Within the records below, find each line that holds the string "marks", then copy it.

*** Data for analysis

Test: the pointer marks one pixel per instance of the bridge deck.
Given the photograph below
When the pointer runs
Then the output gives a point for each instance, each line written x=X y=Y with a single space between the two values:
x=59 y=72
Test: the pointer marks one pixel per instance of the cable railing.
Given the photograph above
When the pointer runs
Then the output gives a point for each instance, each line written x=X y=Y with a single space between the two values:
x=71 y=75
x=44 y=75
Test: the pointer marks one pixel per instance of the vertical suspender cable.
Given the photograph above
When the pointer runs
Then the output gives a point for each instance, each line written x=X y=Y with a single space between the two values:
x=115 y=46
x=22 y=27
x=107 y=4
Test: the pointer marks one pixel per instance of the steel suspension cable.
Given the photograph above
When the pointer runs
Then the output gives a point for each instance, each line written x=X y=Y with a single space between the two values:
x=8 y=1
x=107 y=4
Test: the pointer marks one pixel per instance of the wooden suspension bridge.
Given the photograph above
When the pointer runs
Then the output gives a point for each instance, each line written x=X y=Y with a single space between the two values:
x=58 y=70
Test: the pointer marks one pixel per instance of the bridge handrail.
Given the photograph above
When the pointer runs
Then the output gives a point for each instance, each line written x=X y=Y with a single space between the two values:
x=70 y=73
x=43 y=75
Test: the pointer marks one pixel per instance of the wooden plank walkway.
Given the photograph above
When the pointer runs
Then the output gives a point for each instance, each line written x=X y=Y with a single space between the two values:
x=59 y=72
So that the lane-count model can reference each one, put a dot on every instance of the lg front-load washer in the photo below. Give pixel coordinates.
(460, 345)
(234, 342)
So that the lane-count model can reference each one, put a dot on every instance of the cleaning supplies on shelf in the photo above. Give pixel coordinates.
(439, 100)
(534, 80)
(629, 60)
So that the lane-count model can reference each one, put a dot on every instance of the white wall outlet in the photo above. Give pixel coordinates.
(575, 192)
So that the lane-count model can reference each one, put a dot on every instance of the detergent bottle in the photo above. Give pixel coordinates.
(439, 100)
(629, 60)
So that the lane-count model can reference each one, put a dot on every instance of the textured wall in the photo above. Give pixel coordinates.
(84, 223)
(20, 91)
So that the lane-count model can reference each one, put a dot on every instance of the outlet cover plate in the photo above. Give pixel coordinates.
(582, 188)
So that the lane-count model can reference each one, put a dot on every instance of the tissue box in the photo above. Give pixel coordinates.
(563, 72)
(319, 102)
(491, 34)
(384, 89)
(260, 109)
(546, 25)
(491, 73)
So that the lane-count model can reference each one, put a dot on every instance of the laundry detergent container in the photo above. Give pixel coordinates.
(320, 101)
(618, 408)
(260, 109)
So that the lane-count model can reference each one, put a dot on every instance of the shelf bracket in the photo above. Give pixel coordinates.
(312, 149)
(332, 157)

******

__Exercise answer__
Test: the pointer marks one pixel per instance of the bridge deck.
Test: the pointer marks one pixel per instance of the cable railing.
Test: the pointer marks one pixel per instance of the vertical suspender cable.
Test: the pointer marks one pixel per instance of the steel suspension cable.
Test: the pointer marks one pixel per instance of the wooden suspension bridge.
Test: the pointer marks one pixel per instance of the bridge handrail.
Test: the pointer marks one pixel per instance of the wooden plank walkway.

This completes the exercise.